## Task goal
Type out the listing below exactly. Pictures stay out of it.
********
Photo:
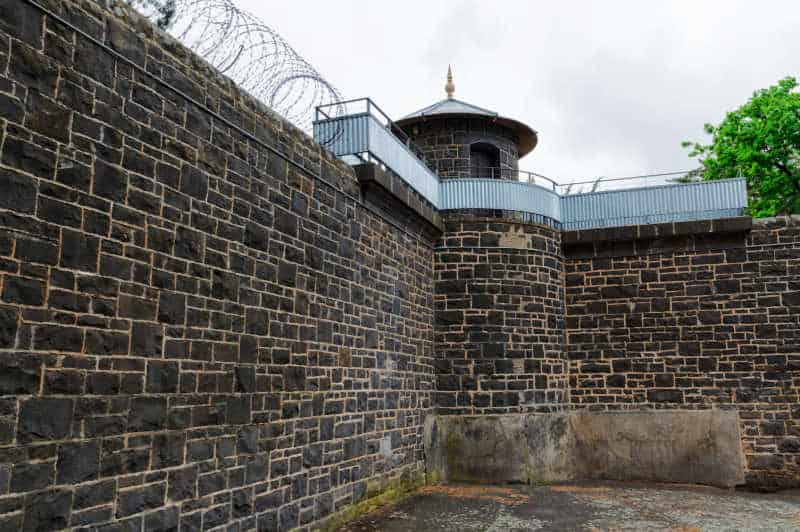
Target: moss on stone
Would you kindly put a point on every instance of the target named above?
(379, 494)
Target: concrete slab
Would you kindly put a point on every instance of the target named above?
(696, 446)
(585, 506)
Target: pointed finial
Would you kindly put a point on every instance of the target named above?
(449, 87)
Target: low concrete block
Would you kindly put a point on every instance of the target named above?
(700, 447)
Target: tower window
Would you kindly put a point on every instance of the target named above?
(484, 160)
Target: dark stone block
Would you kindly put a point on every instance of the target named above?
(449, 317)
(287, 517)
(96, 494)
(48, 118)
(294, 378)
(110, 182)
(182, 484)
(136, 308)
(78, 462)
(147, 414)
(32, 69)
(23, 291)
(165, 520)
(194, 182)
(19, 191)
(137, 500)
(665, 396)
(79, 251)
(168, 450)
(171, 308)
(8, 326)
(59, 212)
(30, 477)
(146, 340)
(100, 342)
(162, 377)
(256, 321)
(21, 21)
(63, 382)
(19, 375)
(38, 251)
(189, 244)
(247, 441)
(49, 510)
(287, 274)
(245, 379)
(44, 419)
(238, 410)
(790, 299)
(620, 292)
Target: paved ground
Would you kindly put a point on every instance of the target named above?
(593, 507)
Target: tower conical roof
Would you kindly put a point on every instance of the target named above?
(453, 108)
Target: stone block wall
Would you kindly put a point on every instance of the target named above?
(201, 324)
(446, 145)
(692, 316)
(499, 318)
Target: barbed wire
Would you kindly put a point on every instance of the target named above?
(248, 51)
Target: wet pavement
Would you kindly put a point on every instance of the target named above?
(592, 507)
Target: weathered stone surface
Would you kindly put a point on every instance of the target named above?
(695, 447)
(44, 419)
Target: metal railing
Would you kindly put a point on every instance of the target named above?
(362, 132)
(676, 202)
(499, 194)
(358, 131)
(495, 172)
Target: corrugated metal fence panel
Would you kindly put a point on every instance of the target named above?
(362, 133)
(343, 136)
(667, 203)
(402, 161)
(499, 194)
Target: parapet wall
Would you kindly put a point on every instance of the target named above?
(202, 324)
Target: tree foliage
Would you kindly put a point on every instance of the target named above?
(761, 141)
(160, 12)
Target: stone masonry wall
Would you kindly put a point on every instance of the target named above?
(499, 332)
(446, 145)
(195, 330)
(693, 316)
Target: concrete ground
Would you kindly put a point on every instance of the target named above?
(593, 507)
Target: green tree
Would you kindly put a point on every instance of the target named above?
(761, 141)
(160, 12)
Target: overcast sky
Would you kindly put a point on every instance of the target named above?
(612, 87)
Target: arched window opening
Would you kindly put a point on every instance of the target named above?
(484, 160)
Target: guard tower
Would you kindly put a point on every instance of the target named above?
(463, 140)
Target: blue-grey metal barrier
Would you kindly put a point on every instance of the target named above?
(496, 194)
(663, 203)
(369, 135)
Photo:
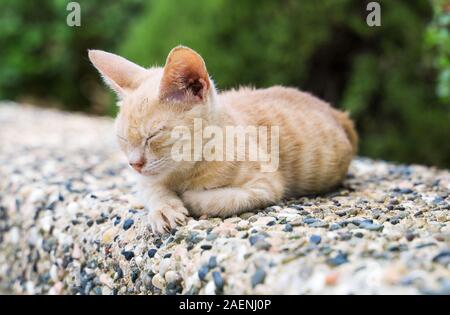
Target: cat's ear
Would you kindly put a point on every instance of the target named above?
(185, 77)
(122, 75)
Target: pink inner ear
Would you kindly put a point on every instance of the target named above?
(185, 77)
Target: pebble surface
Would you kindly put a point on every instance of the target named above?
(69, 224)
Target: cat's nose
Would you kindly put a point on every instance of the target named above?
(138, 165)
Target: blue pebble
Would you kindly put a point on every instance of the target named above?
(258, 277)
(127, 224)
(212, 263)
(310, 220)
(255, 238)
(335, 226)
(315, 239)
(218, 280)
(202, 272)
(338, 260)
(128, 255)
(152, 252)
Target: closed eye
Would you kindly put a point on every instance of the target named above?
(153, 135)
(122, 138)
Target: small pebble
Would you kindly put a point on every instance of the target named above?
(128, 255)
(218, 280)
(127, 224)
(258, 277)
(152, 252)
(315, 239)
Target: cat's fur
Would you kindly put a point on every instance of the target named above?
(317, 142)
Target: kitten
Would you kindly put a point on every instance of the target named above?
(316, 142)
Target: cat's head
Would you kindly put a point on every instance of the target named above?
(154, 101)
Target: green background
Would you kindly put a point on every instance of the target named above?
(394, 79)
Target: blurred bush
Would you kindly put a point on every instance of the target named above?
(394, 79)
(383, 75)
(44, 61)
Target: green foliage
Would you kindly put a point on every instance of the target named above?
(382, 75)
(438, 41)
(45, 59)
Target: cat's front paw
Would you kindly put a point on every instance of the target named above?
(194, 202)
(167, 216)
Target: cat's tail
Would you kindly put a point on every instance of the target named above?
(349, 128)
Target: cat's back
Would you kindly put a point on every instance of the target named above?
(273, 100)
(317, 141)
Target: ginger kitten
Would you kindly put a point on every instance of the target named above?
(315, 142)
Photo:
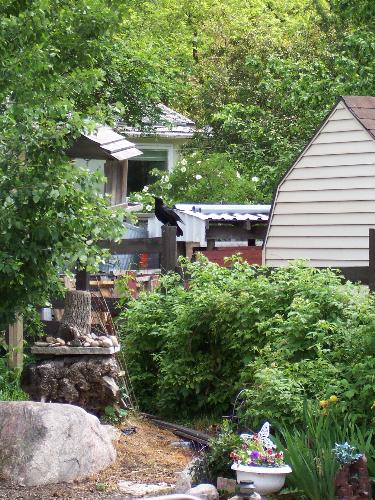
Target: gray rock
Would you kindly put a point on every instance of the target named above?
(205, 491)
(46, 443)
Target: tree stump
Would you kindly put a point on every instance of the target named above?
(76, 320)
(86, 381)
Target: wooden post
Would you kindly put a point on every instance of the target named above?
(371, 260)
(210, 244)
(168, 258)
(82, 280)
(15, 342)
(124, 188)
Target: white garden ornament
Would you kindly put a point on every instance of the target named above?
(258, 462)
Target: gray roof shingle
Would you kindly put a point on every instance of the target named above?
(363, 108)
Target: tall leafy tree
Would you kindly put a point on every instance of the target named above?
(64, 67)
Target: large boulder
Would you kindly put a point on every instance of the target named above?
(43, 443)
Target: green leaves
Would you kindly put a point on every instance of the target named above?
(282, 335)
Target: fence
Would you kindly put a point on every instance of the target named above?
(166, 247)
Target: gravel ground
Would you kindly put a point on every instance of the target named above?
(145, 456)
********
## Task solution
Photo:
Target: moss on stone
Would you kindly put a point on every instance of the target named above?
(379, 494)
Target: concrete slab
Would you kindly put a point on every instance of the target named above?
(696, 446)
(585, 506)
Target: pointed finial
Would you kindly put a point on every instance of the target named above?
(449, 87)
Target: low concrete block
Would you kindly put a point on every instance of the target named above?
(700, 447)
Target: tower window
Would you kindly put a point on every instance of the target named above?
(484, 160)
Target: dark stone block
Would you kindly put a point on every instance of the target named above?
(449, 317)
(287, 517)
(96, 494)
(48, 118)
(294, 378)
(110, 182)
(182, 484)
(136, 308)
(78, 462)
(147, 414)
(32, 69)
(23, 291)
(165, 520)
(194, 182)
(19, 191)
(137, 500)
(665, 396)
(79, 251)
(168, 450)
(171, 308)
(8, 326)
(59, 212)
(30, 477)
(146, 340)
(100, 342)
(162, 377)
(256, 321)
(21, 21)
(63, 382)
(19, 375)
(38, 251)
(189, 244)
(247, 441)
(49, 510)
(287, 274)
(245, 379)
(44, 419)
(238, 410)
(790, 299)
(620, 292)
Target: paved ground
Would you kindly put a point on every instance of the target named above?
(593, 507)
Target: tower conical roof
Would you kindly put a point on every instance of the target named above?
(453, 108)
Target: stone block wall
Would you kindly put a point on every instance of the target named above?
(201, 324)
(446, 145)
(692, 316)
(499, 318)
Target: barbed wire
Would you kindly put a point on every instance of the target named above?
(248, 51)
Target: wet pavement
Would you kindly put a point on every instance of the target named above?
(592, 507)
Target: weathered stone surface
Would you kindly put a point on every instance of the target named above?
(695, 447)
(44, 419)
Target: metal railing
Would you kindly put a point on every instance of the target named above?
(362, 132)
(676, 202)
(499, 194)
(358, 131)
(495, 172)
Target: corrugated metal fence panel
Would you kindly put a point on every instance of the target named above?
(362, 133)
(343, 136)
(667, 203)
(402, 161)
(499, 194)
Target: parapet wall
Would you kindly put a point on every instance of the target named above?
(202, 324)
Target: tree foliage
Would you kindly put a point on every instance of the target named above?
(761, 141)
(160, 12)
Target: stone masonry wall
Would you kindly put a point on every instance of the target named above?
(499, 332)
(446, 145)
(195, 330)
(693, 316)
Target: concrete ground
Would you kindly put a point on every instance of the target named above?
(593, 507)
Target: green tree
Would you kindly put a point on every instance of the target named above?
(761, 141)
(160, 12)
Target: overcast sky
Would you kindly put a point on every instance of the target named above?
(612, 87)
Target: arched window opening
Would you kindly put a point on every instance of the target named above?
(484, 160)
Target: guard tower
Would you kindly put a point on every instance of the target named above?
(463, 140)
Target: blue-grey metal barrier
Would you kindly put a point on every instance of the target named above?
(496, 194)
(663, 203)
(369, 135)
Photo:
Target: cat's ear
Would you kindly put a point on every instance of the target named above?
(185, 77)
(122, 75)
Target: pink inner ear
Would you kindly put a point on every instance of the target named above?
(185, 77)
Target: pebble surface
Would you kindly put a point on every instance of the target named above?
(69, 224)
Target: cat's nose
Would you kindly put a point on every instance of the target named above?
(138, 165)
Target: blue pebble
Would you kindly put a point on every instance of the target named above?
(258, 277)
(127, 224)
(212, 263)
(310, 220)
(255, 238)
(335, 226)
(315, 239)
(218, 280)
(202, 272)
(338, 260)
(128, 255)
(152, 252)
Target: closed eye
Would you kindly put a point on every instance of the target named above?
(153, 135)
(122, 138)
Target: small pebble
Would you kindly put a point on every instance of the target named above?
(128, 255)
(218, 280)
(127, 224)
(258, 277)
(152, 252)
(315, 239)
Target: cat's fur
Would you kindly put a point on every instance of the target named above?
(317, 142)
Target: kitten
Would you kindly put a point on every instance of the target named above?
(316, 142)
Target: cat's head
Would you kindly put a point on every instance of the target named above?
(154, 101)
Target: green background
Would you kindly put a point on every instance of the target named above?
(394, 79)
Target: blurred bush
Would you kindly put a point on every instance of the target named above?
(394, 79)
(383, 75)
(44, 61)
Target: green foliage
Would you kindly put a point on every instance of the target named above?
(382, 75)
(438, 41)
(45, 59)
Target: cat's front paw
Would you kindly put a point on every instance of the target named above?
(194, 202)
(167, 216)
Target: cat's tail
Would you kindly put a point on every instance of the target named above?
(349, 128)
Target: cat's back
Would you kindly put a point on every instance of the target named above?
(273, 100)
(317, 141)
Target: ginger kitten
Would you kindly put a point on every instance of the target named above?
(315, 142)
Photo:
Target: gray rock
Would you kindly put a point on every instance of the target named above?
(205, 491)
(46, 443)
Target: tree stump
Would you kindly put a point on every instance of the target named above?
(76, 320)
(86, 381)
Target: wooden post
Would you kindly put a point on every instance of the target named above?
(371, 260)
(210, 244)
(168, 258)
(82, 280)
(15, 342)
(124, 188)
Target: white garden ornament
Would you kindly put a point on every instance of the target named above?
(258, 462)
Target: gray roof shingle
Would you kindly put a point on every instance of the target named above?
(363, 108)
Target: tall leafy tree
Would you kindly put a point on every instance of the target named above?
(64, 67)
Target: large boulder
Would you kindly put a point on every instance of the target named above?
(43, 443)
Target: green leaves
Would you kindly put a point on every instance of the target named above?
(282, 335)
Target: fence
Would you kindly put a point on every instance of the target named above?
(166, 247)
Target: gravel ground
Would you kindly put a point on every instance of the target named above?
(145, 456)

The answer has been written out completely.